EXERCISE REQUIREMENTS
State the number of lines in the material below that contain the string "Target". Reply with the number alone.

RECORDS FOR THIS EXERCISE
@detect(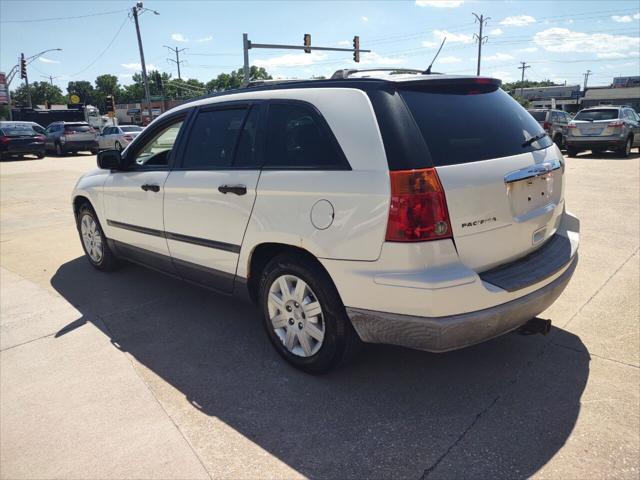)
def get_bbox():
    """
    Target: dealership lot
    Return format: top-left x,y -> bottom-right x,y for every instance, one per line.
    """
0,152 -> 640,479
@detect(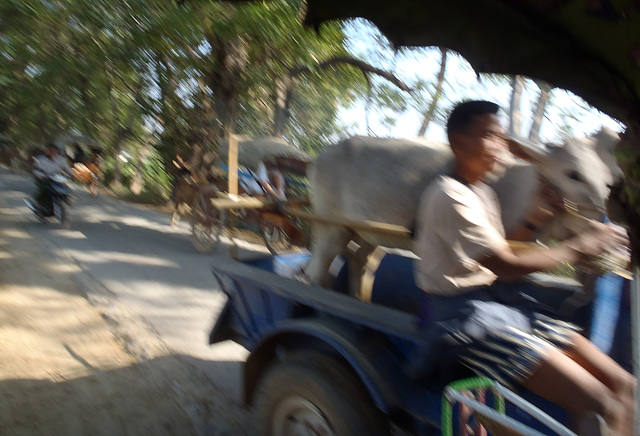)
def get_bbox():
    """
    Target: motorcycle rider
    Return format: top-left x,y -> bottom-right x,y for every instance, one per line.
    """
33,143 -> 73,217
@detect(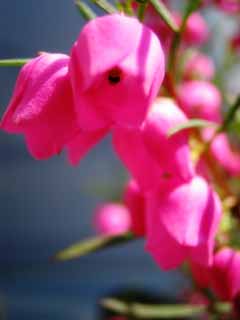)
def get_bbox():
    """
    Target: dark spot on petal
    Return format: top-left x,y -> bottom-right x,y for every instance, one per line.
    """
108,68 -> 122,85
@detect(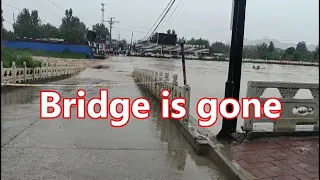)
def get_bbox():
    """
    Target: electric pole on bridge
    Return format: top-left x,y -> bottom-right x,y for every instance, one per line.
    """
217,0 -> 247,139
101,3 -> 105,24
107,17 -> 119,49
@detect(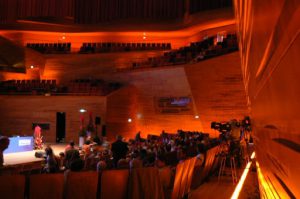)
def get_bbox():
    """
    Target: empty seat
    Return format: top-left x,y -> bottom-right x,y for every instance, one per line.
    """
0,175 -> 25,199
29,174 -> 64,199
100,169 -> 129,199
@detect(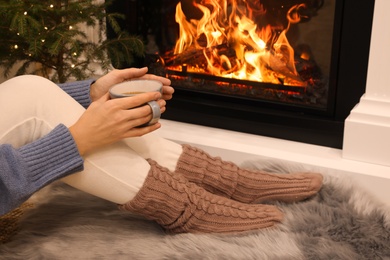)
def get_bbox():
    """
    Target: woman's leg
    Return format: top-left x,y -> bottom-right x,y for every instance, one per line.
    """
0,76 -> 150,204
0,76 -> 283,232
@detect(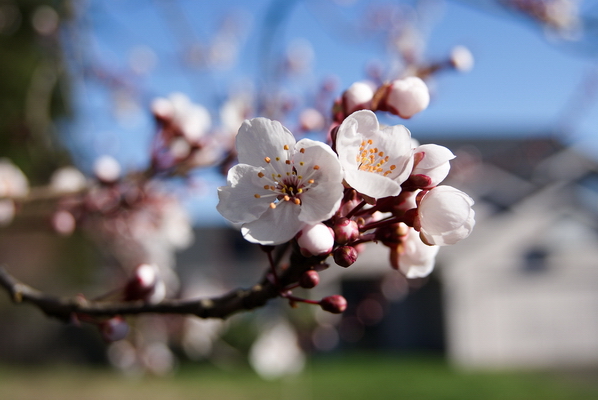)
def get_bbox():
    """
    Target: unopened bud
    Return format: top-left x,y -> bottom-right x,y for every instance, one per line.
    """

SOLUTION FOR THIS PROBLEM
7